::: The data :::

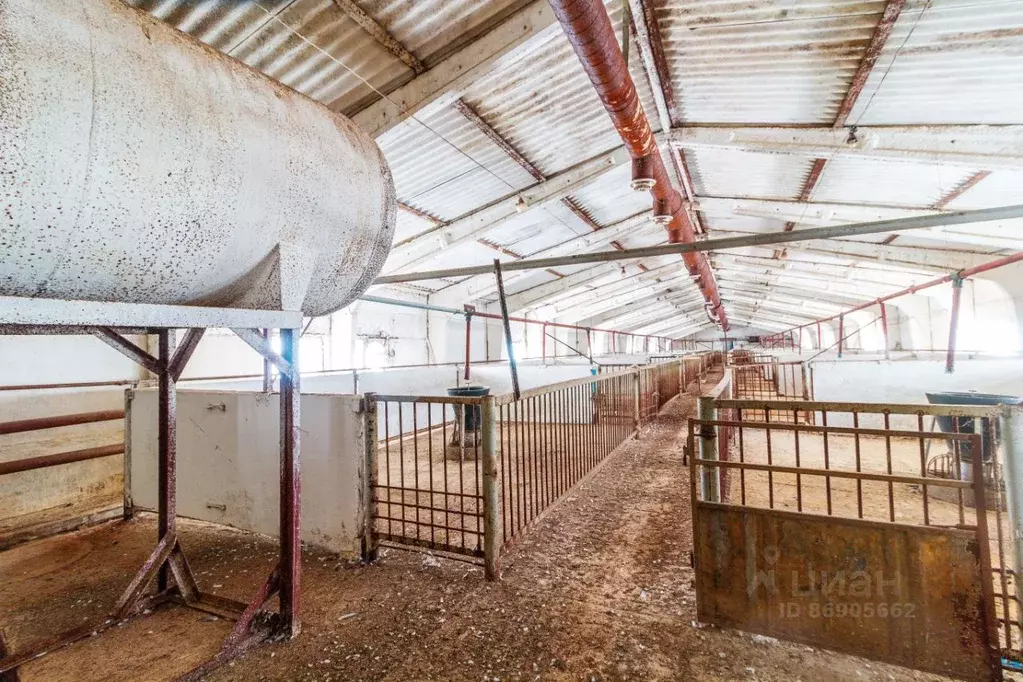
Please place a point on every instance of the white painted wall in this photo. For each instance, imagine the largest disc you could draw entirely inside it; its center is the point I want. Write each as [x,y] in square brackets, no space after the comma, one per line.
[228,461]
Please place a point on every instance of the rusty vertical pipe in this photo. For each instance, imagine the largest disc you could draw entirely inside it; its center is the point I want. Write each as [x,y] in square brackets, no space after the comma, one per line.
[588,29]
[884,327]
[841,333]
[469,341]
[953,324]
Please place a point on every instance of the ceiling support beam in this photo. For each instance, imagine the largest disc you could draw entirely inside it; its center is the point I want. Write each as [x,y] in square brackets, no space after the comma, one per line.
[425,245]
[992,147]
[445,82]
[832,232]
[380,34]
[910,258]
[481,286]
[882,32]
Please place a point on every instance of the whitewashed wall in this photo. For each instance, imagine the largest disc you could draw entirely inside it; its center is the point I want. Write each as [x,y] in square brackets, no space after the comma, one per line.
[228,459]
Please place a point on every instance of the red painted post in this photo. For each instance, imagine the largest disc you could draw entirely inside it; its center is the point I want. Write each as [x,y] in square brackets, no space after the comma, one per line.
[884,327]
[953,323]
[841,333]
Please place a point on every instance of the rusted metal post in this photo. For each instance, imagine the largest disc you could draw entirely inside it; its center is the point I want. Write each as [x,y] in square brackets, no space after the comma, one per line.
[841,333]
[1011,427]
[635,402]
[543,345]
[369,540]
[507,328]
[166,448]
[491,488]
[953,323]
[291,546]
[710,478]
[267,367]
[884,328]
[469,339]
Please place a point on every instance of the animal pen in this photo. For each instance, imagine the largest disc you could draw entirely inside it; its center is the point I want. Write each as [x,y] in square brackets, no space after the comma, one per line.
[469,475]
[864,529]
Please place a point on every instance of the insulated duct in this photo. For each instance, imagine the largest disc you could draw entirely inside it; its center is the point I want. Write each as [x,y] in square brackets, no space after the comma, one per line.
[588,29]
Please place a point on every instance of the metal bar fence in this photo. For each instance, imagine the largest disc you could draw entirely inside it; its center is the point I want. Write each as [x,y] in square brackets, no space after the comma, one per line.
[469,475]
[873,462]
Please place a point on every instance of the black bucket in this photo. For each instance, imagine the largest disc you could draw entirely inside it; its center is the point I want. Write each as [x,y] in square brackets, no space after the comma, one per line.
[472,415]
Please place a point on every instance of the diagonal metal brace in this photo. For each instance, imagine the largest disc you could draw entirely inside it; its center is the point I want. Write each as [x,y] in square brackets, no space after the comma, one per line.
[262,346]
[126,348]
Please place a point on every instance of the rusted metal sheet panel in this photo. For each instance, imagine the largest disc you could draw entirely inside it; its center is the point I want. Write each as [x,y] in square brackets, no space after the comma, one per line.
[772,60]
[914,596]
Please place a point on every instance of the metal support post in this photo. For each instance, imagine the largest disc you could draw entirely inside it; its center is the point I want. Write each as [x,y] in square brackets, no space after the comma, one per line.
[369,540]
[267,367]
[513,366]
[543,345]
[469,339]
[635,403]
[491,488]
[953,323]
[291,545]
[166,448]
[710,479]
[884,328]
[1011,427]
[841,333]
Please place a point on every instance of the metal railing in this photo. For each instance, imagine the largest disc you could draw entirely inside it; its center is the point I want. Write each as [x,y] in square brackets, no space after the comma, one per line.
[470,475]
[873,462]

:::

## Exercise prompt
Please reproduce all of the material above word for word, leaving out the pictures.

## Answer to this task
Please place a point on every instance of the white painted wall in this photo. For each instance, imagine the largest disc you could draw entirely inside it; its center is the point I want. Write each as [x,y] in square brackets, no space after the comma, one per line.
[228,461]
Please place a point on every instance of the rusty vertical pipe in this photo. For each instance, imagine the largest disc you could draw entirely inside it; its center is the point I want. Write each as [x,y] in square brackets, no space after the comma, one per line.
[588,29]
[884,327]
[841,333]
[469,341]
[953,324]
Please place a point on every instance of the ceiling support beam in this photo. For each instance, imagine the largest disc you could draw entirely inside it; its center is the point I want. Write each as [x,y] in square brackets, no space after the comma, one per line.
[425,245]
[992,147]
[445,82]
[832,232]
[380,34]
[910,258]
[481,286]
[882,32]
Please place a point on every instance of the whitewashed wall in this photo. For each instance, imagine the largest disc you could draw entirely inside it; its center is the point I want. Write each as [x,y] in square brackets, no space after the comma, one per line.
[228,459]
Please place a point on every instance of the red painted post in this photo. For each instance, imagine the largest disc you could draw entirely inside it; its center is the point I want. Write each as [x,y] in square brackets, no space after the comma, one per line.
[884,327]
[953,323]
[841,333]
Please place a point on every instance of the rusted metal post in this photo. For each instance, imagine the largest disc you could draw entirely inside it; its center is the point I want. Write each as [x,y] in square brackets, no space after the comma, one per line.
[841,333]
[1011,427]
[635,402]
[543,345]
[369,540]
[507,328]
[166,448]
[491,488]
[953,323]
[291,546]
[710,478]
[267,367]
[884,328]
[469,339]
Please place a point on every instance of the animal pen in this photo. For each instance, imagine the largest disc you could draw entirely inside it; its center is the point I want. Write each as [x,y] in square brackets, no space after the comma, one per line.
[469,475]
[864,529]
Please place a point on every instance of the insulated duct in this photo. For each instance, imagine the largest disc you could draw entirely inside it; its center is the point I want. Write each as [x,y] in square brackets, no space after the comma, one per line.
[588,29]
Please place a point on every instance of the metal bar fence in this photo. For each instance, imagine the largest disc you could draw entirely inside it; its center is the point I want. Write each as [x,y] in square brackets, no space after the comma, one per line.
[469,475]
[873,462]
Please place a point on every instance of the black bucket in this photo. For each instance, imagine the largest disc you could draw entirely inside it; its center is the point I want. Write each as [x,y] in square brackets, no space after the comma, one per line.
[472,415]
Please place a point on every instance of the diagonal metal brace in this photo. For each instance, imagine the largest disc you could draw entirely inside it; its center is the point I want. Write each as [x,y] in square brackets, no space after the comma, one per line.
[262,346]
[126,348]
Please place a point on every instance of the rusted metal sheet panel in this photo. For each instance, imagine the largest disc you could draw entirely inside it; its center is the point I want. Write each as [x,y] in square brackets, no space after the comma, one per line.
[772,60]
[914,596]
Please place a point on every instance of the metal support post in this photo. For each instance, imagine the largest disc you could draw entirely inside it; its center is the point I want. Write each as [x,y] in square brackets, no space after the comma, one per line.
[369,540]
[267,367]
[513,366]
[543,345]
[469,339]
[635,403]
[491,488]
[953,323]
[291,545]
[166,448]
[710,479]
[884,328]
[1011,427]
[841,333]
Please place a point on every instance of the metal railing in this photo. For each instance, imagine the largest disc you could draw entirely inside it; its center is the point I want. Write each as [x,y] in square brackets, no space after the comma, one per line.
[470,475]
[873,462]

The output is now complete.